* **PROBLEM DETAILS**
Give back the entries in full, exactly as they are written.

[Point-per-instance localization data]
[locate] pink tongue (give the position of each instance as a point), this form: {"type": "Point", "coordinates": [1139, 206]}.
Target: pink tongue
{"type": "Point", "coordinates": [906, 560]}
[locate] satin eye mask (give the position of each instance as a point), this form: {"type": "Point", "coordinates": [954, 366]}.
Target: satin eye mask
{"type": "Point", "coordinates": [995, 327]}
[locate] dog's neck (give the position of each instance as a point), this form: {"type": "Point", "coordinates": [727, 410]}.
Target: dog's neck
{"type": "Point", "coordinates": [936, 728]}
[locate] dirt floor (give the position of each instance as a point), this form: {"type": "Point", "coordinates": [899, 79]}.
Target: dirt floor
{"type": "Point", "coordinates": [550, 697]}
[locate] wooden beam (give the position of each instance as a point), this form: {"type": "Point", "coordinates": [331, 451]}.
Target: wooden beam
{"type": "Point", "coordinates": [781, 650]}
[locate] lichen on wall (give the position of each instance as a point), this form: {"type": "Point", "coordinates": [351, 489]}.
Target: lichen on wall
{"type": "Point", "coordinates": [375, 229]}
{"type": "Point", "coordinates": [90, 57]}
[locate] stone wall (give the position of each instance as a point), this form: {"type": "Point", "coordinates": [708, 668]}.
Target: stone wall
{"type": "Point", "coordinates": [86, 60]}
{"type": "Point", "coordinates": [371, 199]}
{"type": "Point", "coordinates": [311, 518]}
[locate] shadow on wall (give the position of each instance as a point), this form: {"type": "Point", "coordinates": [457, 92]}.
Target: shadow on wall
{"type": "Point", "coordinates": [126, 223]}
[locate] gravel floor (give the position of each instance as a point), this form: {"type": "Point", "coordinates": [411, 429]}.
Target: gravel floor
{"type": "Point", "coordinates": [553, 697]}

* **RESPONSE TO THE EXERCISE**
[locate] pink tongue (give the position of each instance as a point), this form: {"type": "Point", "coordinates": [1139, 206]}.
Target: pink tongue
{"type": "Point", "coordinates": [906, 560]}
[locate] satin eye mask (give the position of each instance as a point), this form: {"type": "Point", "coordinates": [954, 366]}.
Target: satin eye mask
{"type": "Point", "coordinates": [995, 327]}
[locate] dog's neck (give the position of each instance as a point), this form: {"type": "Point", "coordinates": [727, 410]}.
Target: dog's neck
{"type": "Point", "coordinates": [936, 728]}
[locate] dirt floor (give the position of each instance as a point), this form: {"type": "Point", "coordinates": [899, 79]}.
Target: dirt floor
{"type": "Point", "coordinates": [550, 697]}
[locate] wooden beam (give the position of each instance as a point), this form: {"type": "Point", "coordinates": [331, 451]}.
Target: wooden beam
{"type": "Point", "coordinates": [781, 650]}
[locate] lichen on wall (give the position of each instance as a point), this form: {"type": "Point", "coordinates": [351, 489]}.
Target: lichen on wall
{"type": "Point", "coordinates": [375, 229]}
{"type": "Point", "coordinates": [90, 57]}
[locate] stone wall (give the position of each instance as a point), this form: {"type": "Point", "coordinates": [708, 668]}.
Target: stone wall
{"type": "Point", "coordinates": [86, 60]}
{"type": "Point", "coordinates": [371, 199]}
{"type": "Point", "coordinates": [311, 518]}
[locate] shadow on wall (give the position of each instance as a point), this form: {"type": "Point", "coordinates": [457, 92]}.
Target: shadow on wall
{"type": "Point", "coordinates": [126, 223]}
[locate] gravel floor (give the position of each instance as a point), this form: {"type": "Point", "coordinates": [411, 429]}.
Target: gravel floor
{"type": "Point", "coordinates": [553, 697]}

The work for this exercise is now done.